Il recente tour diplomatico del primo ministro indiano Manmohan Singh, ha messo in luce quello che sempre più sembra essere l’obiettivo diplomatico di Nuova Dehli, ossia la ricerca di una strada per restare attore geopolitico di primo livello. Gli incontri fatti a Mosca e Pechino, rispettivamente con il presidente russo Vladimir Putin ed il premier cinese Li Keqiang, sono stati ovviamente molto cortesi ma, se contestualizzati, rivelano una situazione diplomatica che per l’India si fa sempre più difficile, in parte anche per via del progressivo ritiro degli Stati Uniti dalla scena delle relazioni internazionali.
Il grande dilemma della politica estera continua ad essere il rapporto con la Cina. Storicamente la politica indiana ha oscillato tra vedere il nemico principale ad est (la Cina, appunto) e vederlo ad ovest (il Pakistan), problematica aggravata dalla tradizionale amicizia tra Pechino ed Islamabad, il cui programma nucleare deve molto alle conoscenze cinesi. Nell’incontro con il suo omologo cinese Singh ha affrontato sia il tema dei confini territoriali contestati, ed in merito le parti hanno deciso di arrivare ad una più stretta collaborazione tra i due stati maggiori militari, sia quello di una bilancia commerciale nettamente favorevole a Pechino. L’India sembra quindi voler sposare l’idea cinese di una riapertura di un corridoio economico tra i due paesi (la rotta meridionale della Via della Seta), comprendente anche Birmania e Bangladesh.

# # # # #

Richiesta data
Stampa senza modifiche tutta la parte del testo sulla politica estera indiana che va da "Il grande dilemma" giù fino a "Birmania e Bangladesh.".

Righe del dataset sulla posizione degli oggetti:
# # # # #

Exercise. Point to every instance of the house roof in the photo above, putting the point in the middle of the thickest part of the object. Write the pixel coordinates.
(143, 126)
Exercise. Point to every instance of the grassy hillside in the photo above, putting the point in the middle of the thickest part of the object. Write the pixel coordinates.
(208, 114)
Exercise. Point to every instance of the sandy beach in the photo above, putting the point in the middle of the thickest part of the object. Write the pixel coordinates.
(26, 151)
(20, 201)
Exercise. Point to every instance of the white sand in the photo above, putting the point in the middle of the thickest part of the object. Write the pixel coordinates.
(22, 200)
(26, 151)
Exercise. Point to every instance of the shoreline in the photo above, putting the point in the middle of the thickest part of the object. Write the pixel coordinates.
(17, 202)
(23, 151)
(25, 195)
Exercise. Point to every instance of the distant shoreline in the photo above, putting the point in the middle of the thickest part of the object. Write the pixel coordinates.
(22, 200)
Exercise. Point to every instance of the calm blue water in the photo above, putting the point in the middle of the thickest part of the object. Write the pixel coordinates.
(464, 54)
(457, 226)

# # # # #

Esercizio svolto
Il grande dilemma della politica estera continua ad essere il rapporto con la Cina. Storicamente la politica indiana ha oscillato tra vedere il nemico principale ad est (la Cina, appunto) e vederlo ad ovest (il Pakistan), problematica aggravata dalla tradizionale amicizia tra Pechino ed Islamabad, il cui programma nucleare deve molto alle conoscenze cinesi. Nell’incontro con il suo omologo cinese Singh ha affrontato sia il tema dei confini territoriali contestati, ed in merito le parti hanno deciso di arrivare ad una più stretta collaborazione tra i due stati maggiori militari, sia quello di una bilancia commerciale nettamente favorevole a Pechino. L’India sembra quindi voler sposare l’idea cinese di una riapertura di un corridoio economico tra i due paesi (la rotta meridionale della Via della Seta), comprendente anche Birmania e Bangladesh.